Exercise → Retype all of the entries word for word.

● ● ● ●

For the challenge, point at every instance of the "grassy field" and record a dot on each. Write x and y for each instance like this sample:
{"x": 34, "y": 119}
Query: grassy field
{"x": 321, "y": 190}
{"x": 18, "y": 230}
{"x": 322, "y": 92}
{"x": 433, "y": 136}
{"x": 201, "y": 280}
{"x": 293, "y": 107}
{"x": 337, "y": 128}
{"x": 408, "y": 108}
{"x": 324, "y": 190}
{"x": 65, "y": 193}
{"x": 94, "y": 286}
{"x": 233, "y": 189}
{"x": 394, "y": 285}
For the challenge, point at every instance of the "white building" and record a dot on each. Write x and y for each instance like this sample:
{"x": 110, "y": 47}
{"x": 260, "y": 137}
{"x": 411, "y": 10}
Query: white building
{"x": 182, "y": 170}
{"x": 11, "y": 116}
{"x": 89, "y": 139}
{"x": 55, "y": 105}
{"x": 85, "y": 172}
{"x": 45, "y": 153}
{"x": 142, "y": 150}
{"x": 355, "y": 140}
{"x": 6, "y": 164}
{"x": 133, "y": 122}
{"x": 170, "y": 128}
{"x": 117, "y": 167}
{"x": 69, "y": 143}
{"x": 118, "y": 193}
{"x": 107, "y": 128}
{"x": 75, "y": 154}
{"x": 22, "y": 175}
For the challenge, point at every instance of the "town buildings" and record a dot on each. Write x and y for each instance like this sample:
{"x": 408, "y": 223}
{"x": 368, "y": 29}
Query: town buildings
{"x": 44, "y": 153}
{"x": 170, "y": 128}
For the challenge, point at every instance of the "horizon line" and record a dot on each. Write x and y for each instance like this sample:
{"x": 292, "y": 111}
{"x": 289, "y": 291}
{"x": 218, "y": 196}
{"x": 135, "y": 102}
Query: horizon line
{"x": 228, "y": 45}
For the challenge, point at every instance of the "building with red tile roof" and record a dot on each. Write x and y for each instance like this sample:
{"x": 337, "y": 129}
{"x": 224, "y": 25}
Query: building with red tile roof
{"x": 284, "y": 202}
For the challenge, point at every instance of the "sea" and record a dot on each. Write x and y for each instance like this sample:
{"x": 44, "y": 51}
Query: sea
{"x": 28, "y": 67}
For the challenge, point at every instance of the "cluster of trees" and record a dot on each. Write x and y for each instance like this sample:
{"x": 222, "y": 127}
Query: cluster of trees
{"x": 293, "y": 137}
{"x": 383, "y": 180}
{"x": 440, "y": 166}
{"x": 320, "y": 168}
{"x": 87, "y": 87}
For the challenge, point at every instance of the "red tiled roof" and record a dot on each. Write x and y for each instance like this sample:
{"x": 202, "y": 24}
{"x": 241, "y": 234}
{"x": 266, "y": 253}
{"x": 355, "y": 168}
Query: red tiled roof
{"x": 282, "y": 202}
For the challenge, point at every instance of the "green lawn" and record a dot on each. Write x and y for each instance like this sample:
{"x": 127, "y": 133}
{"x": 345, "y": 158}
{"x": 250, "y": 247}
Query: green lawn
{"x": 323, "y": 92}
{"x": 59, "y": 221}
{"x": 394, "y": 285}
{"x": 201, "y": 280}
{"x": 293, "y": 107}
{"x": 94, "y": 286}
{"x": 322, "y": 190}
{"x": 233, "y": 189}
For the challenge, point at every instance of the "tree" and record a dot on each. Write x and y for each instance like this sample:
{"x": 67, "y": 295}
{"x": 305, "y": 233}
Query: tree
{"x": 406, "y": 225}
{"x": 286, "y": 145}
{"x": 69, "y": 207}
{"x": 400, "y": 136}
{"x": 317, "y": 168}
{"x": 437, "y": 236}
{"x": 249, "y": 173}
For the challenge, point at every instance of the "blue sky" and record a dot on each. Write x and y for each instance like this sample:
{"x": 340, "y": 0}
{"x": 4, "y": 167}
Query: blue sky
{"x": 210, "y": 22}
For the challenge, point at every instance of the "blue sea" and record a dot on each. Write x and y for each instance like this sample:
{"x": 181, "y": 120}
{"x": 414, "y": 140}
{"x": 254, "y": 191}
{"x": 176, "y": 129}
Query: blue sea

● ● ● ●

Solution to the exercise →
For the challenge, point at every instance of the "grassy field" and record a dot on each. Write x and y for each instance like this sample:
{"x": 34, "y": 119}
Query: grassy field
{"x": 321, "y": 190}
{"x": 18, "y": 230}
{"x": 322, "y": 92}
{"x": 433, "y": 136}
{"x": 201, "y": 280}
{"x": 293, "y": 107}
{"x": 337, "y": 128}
{"x": 408, "y": 108}
{"x": 324, "y": 190}
{"x": 65, "y": 193}
{"x": 94, "y": 286}
{"x": 233, "y": 189}
{"x": 394, "y": 285}
For the challenge, point at every instance of the "white building" and record a dot on each. Write x and y for each instance like this sample:
{"x": 110, "y": 47}
{"x": 260, "y": 137}
{"x": 411, "y": 10}
Query: white building
{"x": 182, "y": 170}
{"x": 11, "y": 116}
{"x": 89, "y": 139}
{"x": 55, "y": 105}
{"x": 85, "y": 172}
{"x": 45, "y": 153}
{"x": 142, "y": 150}
{"x": 355, "y": 140}
{"x": 6, "y": 164}
{"x": 133, "y": 122}
{"x": 170, "y": 128}
{"x": 117, "y": 167}
{"x": 69, "y": 143}
{"x": 118, "y": 193}
{"x": 107, "y": 128}
{"x": 75, "y": 154}
{"x": 22, "y": 175}
For the challenge, point at every instance of the "town buildings" and record a dot on each. Write x and y for each instance like this sample:
{"x": 408, "y": 223}
{"x": 368, "y": 29}
Query: town buildings
{"x": 44, "y": 153}
{"x": 170, "y": 128}
For the challenge, point at every instance of the "horizon line" and record a dot on each. Write x and y for each instance like this sample:
{"x": 292, "y": 111}
{"x": 289, "y": 291}
{"x": 218, "y": 196}
{"x": 135, "y": 102}
Query: horizon line
{"x": 228, "y": 45}
For the challenge, point at every instance of the "building with red tile roof" and record a dot on each. Write x and y for each instance like this sample:
{"x": 337, "y": 129}
{"x": 224, "y": 25}
Query: building with red tile roof
{"x": 284, "y": 202}
For the challenge, point at every instance of the "sea" and record a dot on each. Write x and y for each instance like this sample:
{"x": 44, "y": 51}
Query: sea
{"x": 28, "y": 67}
For the challenge, point at every instance of the "cluster of trees" and record a dot on each. Write x and y for each instance like this sample:
{"x": 222, "y": 127}
Query: cluster of trees
{"x": 293, "y": 137}
{"x": 383, "y": 180}
{"x": 440, "y": 166}
{"x": 320, "y": 168}
{"x": 87, "y": 87}
For the challenge, point at every instance of the "red tiled roof" and record a dot on each. Write x and y for each instance like this sample:
{"x": 202, "y": 24}
{"x": 241, "y": 234}
{"x": 266, "y": 253}
{"x": 355, "y": 168}
Query: red tiled roof
{"x": 282, "y": 202}
For the challenge, point at every instance of the "green lawn" and record a dot on each. Write x and y for each instance like this sample:
{"x": 127, "y": 133}
{"x": 345, "y": 158}
{"x": 250, "y": 247}
Query: green lawn
{"x": 323, "y": 92}
{"x": 59, "y": 221}
{"x": 394, "y": 285}
{"x": 201, "y": 280}
{"x": 293, "y": 107}
{"x": 94, "y": 286}
{"x": 322, "y": 190}
{"x": 233, "y": 189}
For the challenge, point at every instance of the "tree" and record a dot on each. Write x and y for each instance like this sample:
{"x": 67, "y": 295}
{"x": 305, "y": 233}
Query: tree
{"x": 406, "y": 225}
{"x": 286, "y": 145}
{"x": 69, "y": 207}
{"x": 400, "y": 136}
{"x": 317, "y": 168}
{"x": 437, "y": 236}
{"x": 249, "y": 173}
For the challenge, point at every instance of the "blue sky" and record a dot on each. Write x and y for each instance like this sample:
{"x": 340, "y": 0}
{"x": 4, "y": 167}
Query: blue sky
{"x": 210, "y": 22}
For the challenge, point at every instance of the "blue sea" and record a dot on each. Write x and y for each instance like this sample:
{"x": 181, "y": 120}
{"x": 414, "y": 140}
{"x": 254, "y": 191}
{"x": 176, "y": 129}
Query: blue sea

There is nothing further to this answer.